Given request –
Copy out the data below word for word, from its first line through the line that contains "[[308, 34], [198, 20], [374, 23], [95, 67]]". Leave the pictures out of your copy.

Data supplied –

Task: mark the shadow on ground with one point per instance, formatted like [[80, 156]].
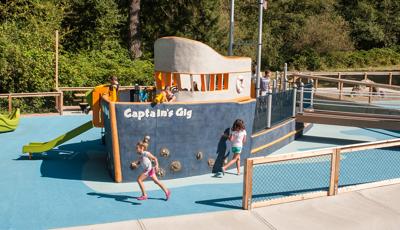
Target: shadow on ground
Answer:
[[120, 198], [236, 202], [68, 161], [328, 140]]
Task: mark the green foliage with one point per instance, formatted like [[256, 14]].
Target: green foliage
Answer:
[[308, 34], [198, 20], [374, 23], [95, 67]]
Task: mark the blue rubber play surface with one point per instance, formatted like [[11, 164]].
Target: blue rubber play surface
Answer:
[[66, 186]]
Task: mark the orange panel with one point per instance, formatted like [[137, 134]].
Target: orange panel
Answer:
[[226, 80], [219, 81], [212, 82], [177, 80], [168, 79], [162, 80], [97, 93], [158, 78], [203, 83]]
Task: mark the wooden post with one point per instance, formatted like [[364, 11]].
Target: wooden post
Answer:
[[370, 95], [247, 184], [9, 103], [56, 73], [61, 103], [335, 166], [56, 64]]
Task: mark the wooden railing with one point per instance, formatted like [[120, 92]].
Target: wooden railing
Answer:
[[390, 75], [340, 83], [335, 158], [59, 95]]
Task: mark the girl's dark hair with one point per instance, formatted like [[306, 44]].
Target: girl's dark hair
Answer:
[[238, 125], [144, 143]]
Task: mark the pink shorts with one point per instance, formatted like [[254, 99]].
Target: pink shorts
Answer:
[[150, 173]]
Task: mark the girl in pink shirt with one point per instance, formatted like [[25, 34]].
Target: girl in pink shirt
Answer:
[[238, 138], [148, 169]]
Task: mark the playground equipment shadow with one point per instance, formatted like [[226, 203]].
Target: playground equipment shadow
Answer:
[[70, 185]]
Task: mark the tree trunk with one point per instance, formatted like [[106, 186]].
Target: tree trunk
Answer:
[[134, 29]]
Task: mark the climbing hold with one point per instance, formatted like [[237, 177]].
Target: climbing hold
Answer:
[[161, 172], [164, 152], [134, 165], [199, 155], [211, 162], [176, 166]]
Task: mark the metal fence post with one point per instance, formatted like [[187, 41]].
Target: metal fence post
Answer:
[[285, 80], [335, 167], [274, 85], [301, 109], [312, 94], [61, 104], [294, 100], [247, 184], [269, 109], [9, 103]]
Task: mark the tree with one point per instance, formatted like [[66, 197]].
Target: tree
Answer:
[[198, 20], [324, 33], [134, 29]]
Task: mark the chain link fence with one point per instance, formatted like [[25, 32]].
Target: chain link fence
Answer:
[[261, 114], [282, 106], [282, 178], [369, 166], [290, 178]]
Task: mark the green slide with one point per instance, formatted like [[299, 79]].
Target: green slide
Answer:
[[38, 147], [10, 122]]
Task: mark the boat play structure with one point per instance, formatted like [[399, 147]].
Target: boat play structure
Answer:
[[187, 135]]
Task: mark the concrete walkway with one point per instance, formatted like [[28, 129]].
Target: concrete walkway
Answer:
[[377, 208]]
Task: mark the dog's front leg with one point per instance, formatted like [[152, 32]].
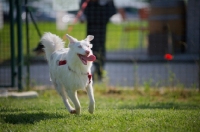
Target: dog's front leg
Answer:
[[62, 93], [90, 93], [73, 96]]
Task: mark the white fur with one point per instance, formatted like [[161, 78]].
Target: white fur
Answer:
[[72, 76]]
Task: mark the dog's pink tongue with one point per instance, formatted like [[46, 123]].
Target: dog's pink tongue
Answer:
[[90, 58]]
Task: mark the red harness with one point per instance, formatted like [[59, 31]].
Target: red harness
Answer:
[[63, 62]]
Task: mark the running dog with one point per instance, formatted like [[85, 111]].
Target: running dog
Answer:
[[70, 68]]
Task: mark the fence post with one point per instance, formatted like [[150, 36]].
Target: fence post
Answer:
[[20, 47], [13, 73], [27, 48]]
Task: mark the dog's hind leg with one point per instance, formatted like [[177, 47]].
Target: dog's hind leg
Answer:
[[64, 98], [90, 94], [73, 96]]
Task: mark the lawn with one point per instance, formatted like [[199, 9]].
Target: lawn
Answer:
[[117, 110], [116, 37]]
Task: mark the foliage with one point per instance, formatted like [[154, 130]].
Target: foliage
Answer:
[[116, 37]]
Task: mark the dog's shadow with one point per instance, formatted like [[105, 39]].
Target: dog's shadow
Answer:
[[28, 118], [168, 105]]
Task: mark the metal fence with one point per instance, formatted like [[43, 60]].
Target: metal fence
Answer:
[[135, 53]]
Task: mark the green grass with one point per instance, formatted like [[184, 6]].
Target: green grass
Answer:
[[116, 111], [116, 38]]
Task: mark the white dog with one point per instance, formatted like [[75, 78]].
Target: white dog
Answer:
[[70, 68]]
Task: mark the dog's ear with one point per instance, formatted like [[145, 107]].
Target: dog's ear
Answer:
[[89, 38], [71, 39]]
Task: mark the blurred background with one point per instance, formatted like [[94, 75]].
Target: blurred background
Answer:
[[148, 43]]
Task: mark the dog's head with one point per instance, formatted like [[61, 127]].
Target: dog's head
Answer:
[[82, 48]]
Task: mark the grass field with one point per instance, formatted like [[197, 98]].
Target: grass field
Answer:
[[116, 38], [116, 111]]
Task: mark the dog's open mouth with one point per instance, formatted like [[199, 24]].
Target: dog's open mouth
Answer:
[[85, 58]]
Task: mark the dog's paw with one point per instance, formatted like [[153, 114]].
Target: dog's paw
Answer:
[[73, 112], [91, 110]]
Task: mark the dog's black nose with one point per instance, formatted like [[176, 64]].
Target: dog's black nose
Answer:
[[87, 52]]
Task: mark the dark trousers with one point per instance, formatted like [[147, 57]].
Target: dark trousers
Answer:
[[97, 19]]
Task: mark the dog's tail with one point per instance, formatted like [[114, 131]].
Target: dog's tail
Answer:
[[51, 43]]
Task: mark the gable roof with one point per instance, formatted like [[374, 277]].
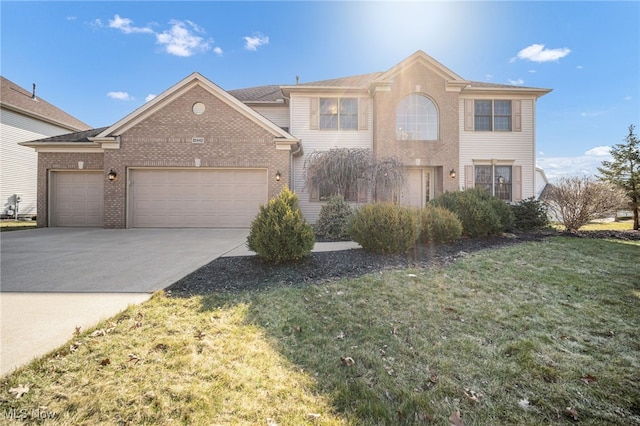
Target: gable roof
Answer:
[[15, 98], [191, 81], [270, 94]]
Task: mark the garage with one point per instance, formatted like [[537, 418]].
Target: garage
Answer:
[[195, 198], [76, 198]]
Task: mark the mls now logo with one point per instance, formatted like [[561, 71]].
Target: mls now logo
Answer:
[[24, 414]]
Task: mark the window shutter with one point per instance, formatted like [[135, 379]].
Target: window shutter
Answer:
[[313, 113], [517, 116], [517, 183], [468, 115], [363, 114], [314, 192], [468, 177], [362, 191]]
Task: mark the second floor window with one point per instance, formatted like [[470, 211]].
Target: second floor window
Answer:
[[338, 113], [416, 118], [492, 115]]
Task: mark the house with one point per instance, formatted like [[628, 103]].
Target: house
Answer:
[[200, 156], [24, 117]]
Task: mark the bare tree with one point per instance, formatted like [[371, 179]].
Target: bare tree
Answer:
[[578, 200], [343, 169]]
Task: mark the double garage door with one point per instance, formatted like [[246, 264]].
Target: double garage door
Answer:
[[163, 198], [201, 198]]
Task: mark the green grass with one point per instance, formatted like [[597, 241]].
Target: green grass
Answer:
[[508, 336], [622, 225]]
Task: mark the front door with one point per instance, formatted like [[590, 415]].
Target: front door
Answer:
[[418, 188]]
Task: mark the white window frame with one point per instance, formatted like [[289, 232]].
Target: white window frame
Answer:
[[413, 125]]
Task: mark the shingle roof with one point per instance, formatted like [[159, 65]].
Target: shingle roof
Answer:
[[270, 93], [76, 137], [15, 97], [362, 80]]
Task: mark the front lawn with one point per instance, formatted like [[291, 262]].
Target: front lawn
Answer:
[[535, 333]]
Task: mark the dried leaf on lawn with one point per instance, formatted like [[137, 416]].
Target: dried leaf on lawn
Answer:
[[19, 390], [347, 361], [571, 412], [455, 419]]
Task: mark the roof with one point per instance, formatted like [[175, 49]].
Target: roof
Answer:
[[362, 80], [76, 137], [16, 98], [259, 94]]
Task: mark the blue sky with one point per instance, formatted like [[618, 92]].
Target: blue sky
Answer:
[[101, 60]]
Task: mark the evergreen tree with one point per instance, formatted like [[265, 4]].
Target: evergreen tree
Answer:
[[624, 171]]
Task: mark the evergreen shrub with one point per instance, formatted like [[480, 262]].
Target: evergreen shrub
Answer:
[[385, 228], [279, 232]]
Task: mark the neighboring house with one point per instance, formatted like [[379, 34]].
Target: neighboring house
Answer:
[[24, 117], [199, 156]]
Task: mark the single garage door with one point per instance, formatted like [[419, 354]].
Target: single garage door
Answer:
[[200, 198], [76, 199]]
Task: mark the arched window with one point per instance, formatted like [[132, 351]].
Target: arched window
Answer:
[[417, 118]]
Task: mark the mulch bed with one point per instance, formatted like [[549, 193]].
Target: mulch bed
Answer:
[[234, 274]]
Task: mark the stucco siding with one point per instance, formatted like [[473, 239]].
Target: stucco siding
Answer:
[[319, 140], [18, 164], [518, 147]]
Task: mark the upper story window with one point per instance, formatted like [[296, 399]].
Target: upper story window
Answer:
[[416, 118], [338, 113], [492, 115]]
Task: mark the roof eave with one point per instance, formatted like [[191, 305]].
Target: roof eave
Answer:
[[40, 117], [537, 92]]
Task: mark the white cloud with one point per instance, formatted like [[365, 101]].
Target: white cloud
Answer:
[[537, 53], [252, 43], [593, 113], [580, 165], [180, 40], [121, 96], [126, 26], [598, 151]]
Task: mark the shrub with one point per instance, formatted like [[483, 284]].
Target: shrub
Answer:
[[279, 232], [438, 225], [480, 213], [529, 215], [333, 222], [578, 200], [385, 228]]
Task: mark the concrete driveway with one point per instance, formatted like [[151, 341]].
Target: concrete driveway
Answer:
[[55, 279], [88, 260]]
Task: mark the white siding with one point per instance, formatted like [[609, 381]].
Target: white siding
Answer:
[[516, 146], [278, 115], [314, 140], [19, 164]]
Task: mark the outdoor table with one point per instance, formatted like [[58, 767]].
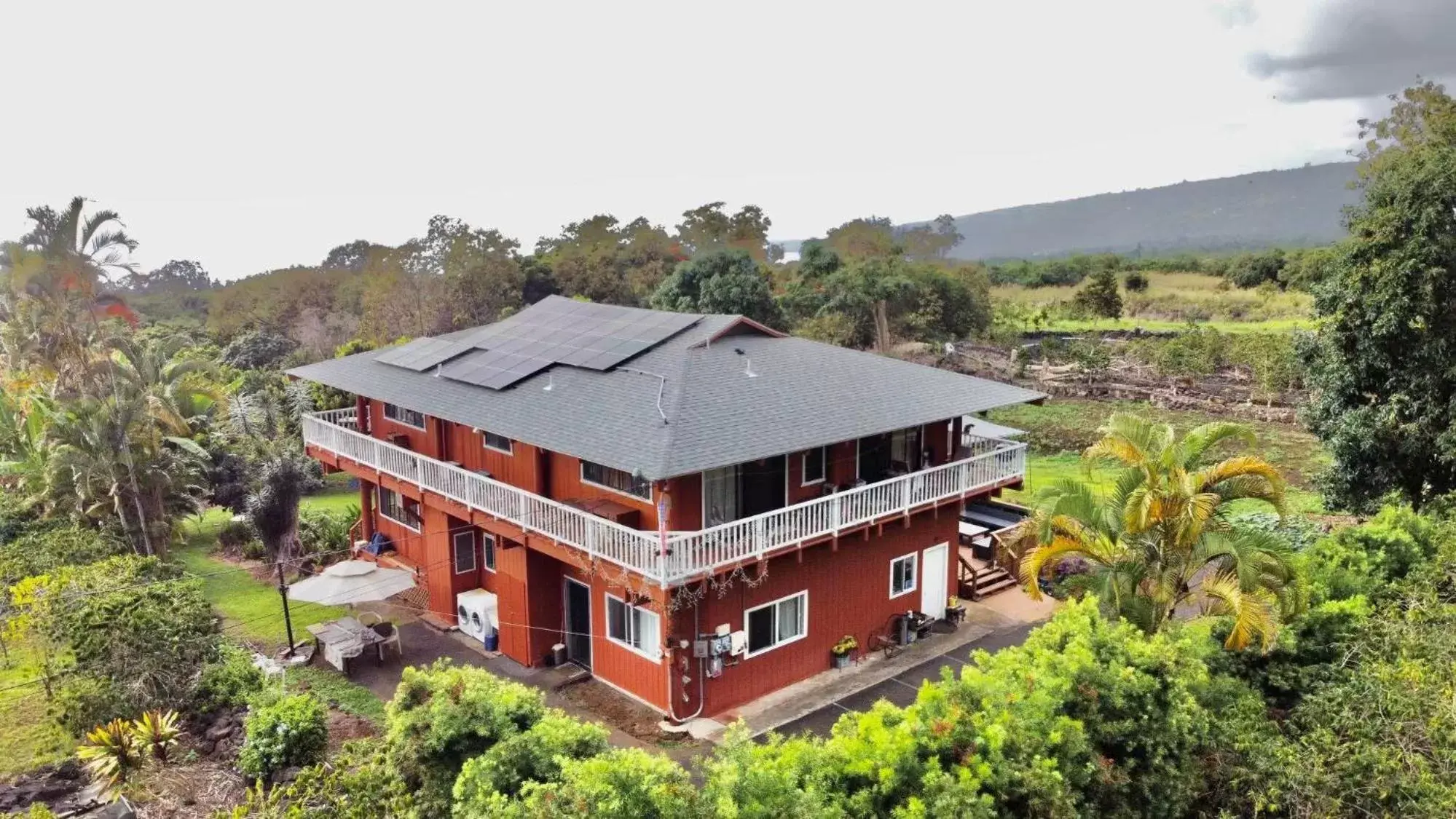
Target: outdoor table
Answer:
[[338, 636]]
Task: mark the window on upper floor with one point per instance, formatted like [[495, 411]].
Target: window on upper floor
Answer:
[[398, 508], [778, 623], [463, 552], [615, 480], [903, 575], [498, 443], [813, 466], [634, 628], [406, 416]]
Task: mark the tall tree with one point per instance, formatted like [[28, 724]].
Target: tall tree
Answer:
[[709, 227], [178, 274], [873, 237], [721, 281], [1382, 364], [1160, 543]]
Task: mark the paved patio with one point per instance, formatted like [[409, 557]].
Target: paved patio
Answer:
[[816, 703], [424, 645]]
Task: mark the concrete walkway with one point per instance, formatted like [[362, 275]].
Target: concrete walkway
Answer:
[[816, 703], [424, 645]]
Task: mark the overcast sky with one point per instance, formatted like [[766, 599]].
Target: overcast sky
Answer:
[[255, 135]]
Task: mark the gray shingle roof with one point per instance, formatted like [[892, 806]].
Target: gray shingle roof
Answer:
[[806, 395]]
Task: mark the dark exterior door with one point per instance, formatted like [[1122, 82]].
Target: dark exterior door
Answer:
[[762, 486], [578, 623]]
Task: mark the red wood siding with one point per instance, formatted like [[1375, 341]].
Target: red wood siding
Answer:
[[934, 438], [567, 485], [849, 594], [686, 513], [615, 664], [519, 469], [798, 492], [424, 441], [842, 463]]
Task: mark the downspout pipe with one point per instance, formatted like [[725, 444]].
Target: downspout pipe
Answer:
[[672, 671]]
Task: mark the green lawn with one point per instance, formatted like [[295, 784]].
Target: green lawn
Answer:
[[1062, 428], [251, 609], [28, 735], [335, 690], [337, 496], [1164, 325]]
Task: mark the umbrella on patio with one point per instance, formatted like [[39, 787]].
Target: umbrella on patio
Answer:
[[353, 581]]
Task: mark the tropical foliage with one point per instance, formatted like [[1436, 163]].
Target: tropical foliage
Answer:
[[1161, 543]]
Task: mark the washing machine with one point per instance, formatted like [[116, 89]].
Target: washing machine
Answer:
[[475, 612]]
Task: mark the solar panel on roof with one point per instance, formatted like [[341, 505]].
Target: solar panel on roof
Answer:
[[422, 354], [556, 331]]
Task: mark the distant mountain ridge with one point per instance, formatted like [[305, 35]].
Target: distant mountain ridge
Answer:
[[1288, 208]]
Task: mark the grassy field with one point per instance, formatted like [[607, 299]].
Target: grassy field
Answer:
[[1060, 430], [337, 496], [251, 609], [1173, 300], [28, 735]]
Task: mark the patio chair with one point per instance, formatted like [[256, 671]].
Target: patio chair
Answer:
[[389, 636]]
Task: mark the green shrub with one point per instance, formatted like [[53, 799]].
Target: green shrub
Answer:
[[626, 783], [288, 732], [44, 549], [235, 534], [323, 533], [230, 680], [532, 756], [354, 785], [444, 715]]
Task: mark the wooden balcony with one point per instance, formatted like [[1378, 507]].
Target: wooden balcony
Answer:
[[988, 464]]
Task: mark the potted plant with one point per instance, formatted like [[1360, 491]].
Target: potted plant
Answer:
[[954, 612]]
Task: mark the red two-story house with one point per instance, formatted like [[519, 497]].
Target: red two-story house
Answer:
[[696, 507]]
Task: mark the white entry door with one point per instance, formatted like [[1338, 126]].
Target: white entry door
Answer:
[[935, 565]]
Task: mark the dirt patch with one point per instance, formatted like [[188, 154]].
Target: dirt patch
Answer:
[[616, 711], [344, 728], [188, 789], [57, 786], [596, 700]]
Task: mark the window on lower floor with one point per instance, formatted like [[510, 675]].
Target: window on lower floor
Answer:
[[463, 552], [615, 480], [398, 508], [903, 575], [776, 623], [498, 443], [813, 466], [634, 628], [406, 416]]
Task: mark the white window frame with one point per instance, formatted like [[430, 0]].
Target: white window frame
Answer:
[[510, 443], [424, 419], [382, 507], [454, 552], [581, 473], [915, 575], [804, 463], [656, 655], [778, 644]]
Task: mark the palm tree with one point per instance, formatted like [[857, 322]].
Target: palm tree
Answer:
[[1160, 543], [54, 290]]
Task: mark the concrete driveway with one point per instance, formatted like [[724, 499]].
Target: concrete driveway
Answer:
[[903, 687]]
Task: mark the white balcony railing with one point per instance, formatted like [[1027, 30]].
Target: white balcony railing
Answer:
[[689, 555]]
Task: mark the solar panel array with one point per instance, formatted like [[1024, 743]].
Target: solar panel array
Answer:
[[556, 331], [422, 354]]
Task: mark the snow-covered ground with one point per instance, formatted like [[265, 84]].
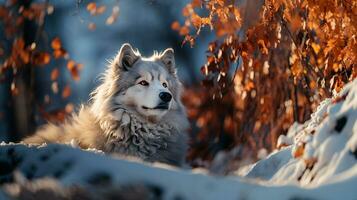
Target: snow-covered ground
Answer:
[[316, 160]]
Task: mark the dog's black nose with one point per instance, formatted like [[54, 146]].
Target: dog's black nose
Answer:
[[165, 96]]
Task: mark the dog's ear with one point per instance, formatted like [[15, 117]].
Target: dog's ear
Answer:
[[126, 57], [168, 58]]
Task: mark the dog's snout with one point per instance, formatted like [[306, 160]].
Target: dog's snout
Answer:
[[165, 96]]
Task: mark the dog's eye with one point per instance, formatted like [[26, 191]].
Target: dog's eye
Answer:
[[144, 83]]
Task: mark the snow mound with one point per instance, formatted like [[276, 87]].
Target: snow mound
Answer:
[[322, 150]]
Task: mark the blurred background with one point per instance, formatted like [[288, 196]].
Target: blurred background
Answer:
[[90, 40], [250, 68]]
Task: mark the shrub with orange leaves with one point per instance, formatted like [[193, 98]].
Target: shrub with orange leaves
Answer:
[[286, 56]]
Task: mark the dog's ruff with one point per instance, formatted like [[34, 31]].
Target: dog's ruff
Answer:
[[111, 123]]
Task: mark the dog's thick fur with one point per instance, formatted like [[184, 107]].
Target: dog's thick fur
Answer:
[[114, 123]]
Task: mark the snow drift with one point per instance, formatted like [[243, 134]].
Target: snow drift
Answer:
[[316, 160]]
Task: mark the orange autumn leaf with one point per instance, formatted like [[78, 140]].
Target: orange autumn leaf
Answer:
[[101, 9], [59, 53], [42, 58], [54, 74], [66, 92], [71, 64], [91, 7], [175, 26], [74, 68], [92, 26], [56, 43]]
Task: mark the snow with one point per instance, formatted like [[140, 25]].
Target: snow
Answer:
[[321, 150], [317, 161]]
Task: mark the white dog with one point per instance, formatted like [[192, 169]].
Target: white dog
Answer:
[[136, 111]]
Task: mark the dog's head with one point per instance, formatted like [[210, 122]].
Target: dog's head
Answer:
[[147, 86]]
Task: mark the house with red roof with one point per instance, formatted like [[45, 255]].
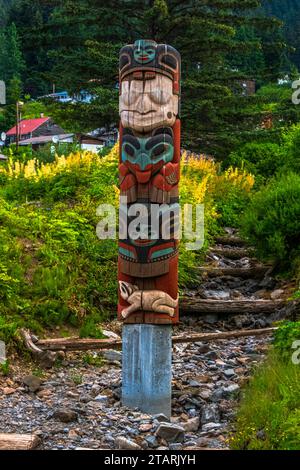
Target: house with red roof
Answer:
[[30, 128]]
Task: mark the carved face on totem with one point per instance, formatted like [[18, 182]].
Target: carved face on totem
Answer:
[[144, 51], [145, 105], [147, 154]]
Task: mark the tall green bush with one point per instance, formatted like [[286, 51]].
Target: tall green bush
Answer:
[[272, 219]]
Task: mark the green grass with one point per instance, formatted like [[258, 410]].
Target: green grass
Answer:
[[269, 416]]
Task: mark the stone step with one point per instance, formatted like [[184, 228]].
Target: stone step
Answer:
[[232, 253]]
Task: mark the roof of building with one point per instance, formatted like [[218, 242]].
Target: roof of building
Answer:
[[44, 139], [27, 126]]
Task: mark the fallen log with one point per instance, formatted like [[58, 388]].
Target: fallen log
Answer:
[[46, 358], [231, 253], [75, 344], [78, 344], [230, 241], [223, 335], [204, 306], [255, 272], [18, 441]]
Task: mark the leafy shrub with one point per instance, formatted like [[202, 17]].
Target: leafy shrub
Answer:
[[272, 220], [54, 270], [268, 418], [285, 337], [263, 159]]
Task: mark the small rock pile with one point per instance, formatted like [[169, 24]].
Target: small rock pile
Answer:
[[79, 405]]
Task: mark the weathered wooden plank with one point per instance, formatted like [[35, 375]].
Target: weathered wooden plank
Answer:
[[77, 344], [18, 441], [222, 335], [205, 306]]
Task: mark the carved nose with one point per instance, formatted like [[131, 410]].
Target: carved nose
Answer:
[[143, 161]]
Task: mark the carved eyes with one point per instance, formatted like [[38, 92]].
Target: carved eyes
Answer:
[[160, 149], [156, 96], [160, 96]]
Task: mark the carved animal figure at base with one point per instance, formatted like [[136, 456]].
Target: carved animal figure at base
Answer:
[[148, 301]]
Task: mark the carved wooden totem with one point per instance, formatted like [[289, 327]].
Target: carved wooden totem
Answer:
[[149, 177]]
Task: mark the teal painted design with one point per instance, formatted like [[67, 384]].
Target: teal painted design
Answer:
[[144, 51], [127, 253], [144, 151], [160, 253]]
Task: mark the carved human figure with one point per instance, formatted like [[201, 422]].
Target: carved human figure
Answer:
[[148, 104]]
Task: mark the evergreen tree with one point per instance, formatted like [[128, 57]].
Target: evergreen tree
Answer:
[[214, 115], [75, 44]]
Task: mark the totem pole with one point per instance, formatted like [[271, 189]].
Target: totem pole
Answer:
[[148, 250]]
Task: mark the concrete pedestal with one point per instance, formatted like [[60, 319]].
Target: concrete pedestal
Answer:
[[147, 368]]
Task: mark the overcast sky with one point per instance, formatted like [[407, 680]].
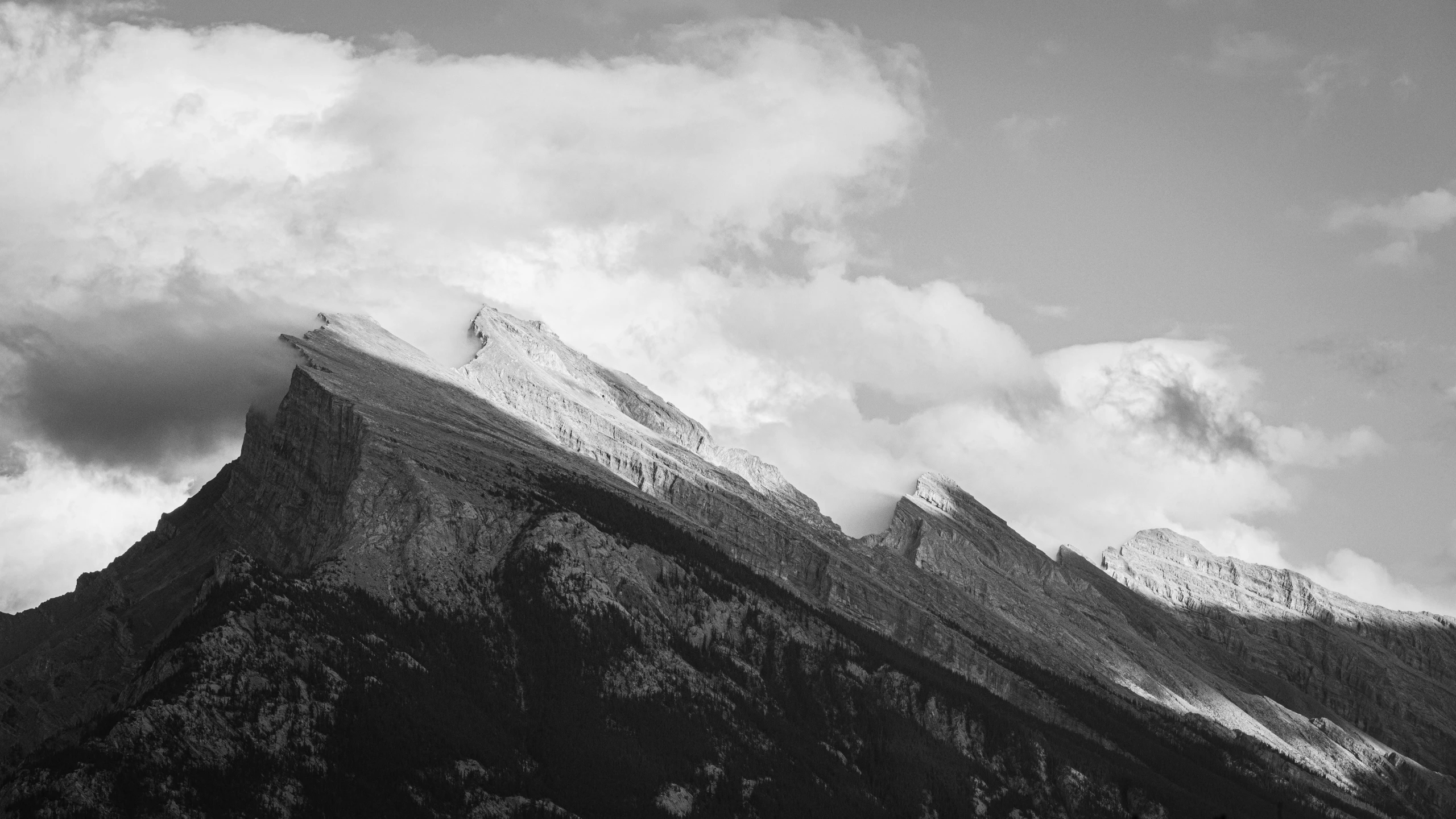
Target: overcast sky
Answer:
[[1110, 266]]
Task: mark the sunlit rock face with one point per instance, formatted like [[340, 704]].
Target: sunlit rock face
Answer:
[[1379, 682], [529, 586]]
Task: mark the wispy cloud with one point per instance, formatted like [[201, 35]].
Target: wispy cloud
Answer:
[[1021, 131], [1403, 221], [1315, 78], [1324, 75], [1369, 359], [1241, 55]]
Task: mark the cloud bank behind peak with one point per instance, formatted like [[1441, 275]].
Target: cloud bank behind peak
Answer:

Task output –
Task: mark the shadow on ground with one point per instance, formatted like [[80, 156]].
Target: shadow on ground
Answer:
[[120, 198], [236, 202], [68, 161], [328, 140]]
Task: mark the green foliage with one point per instance, formatted like [[256, 14]].
Target: green foliage
Answer:
[[308, 34], [198, 20], [374, 23], [95, 67]]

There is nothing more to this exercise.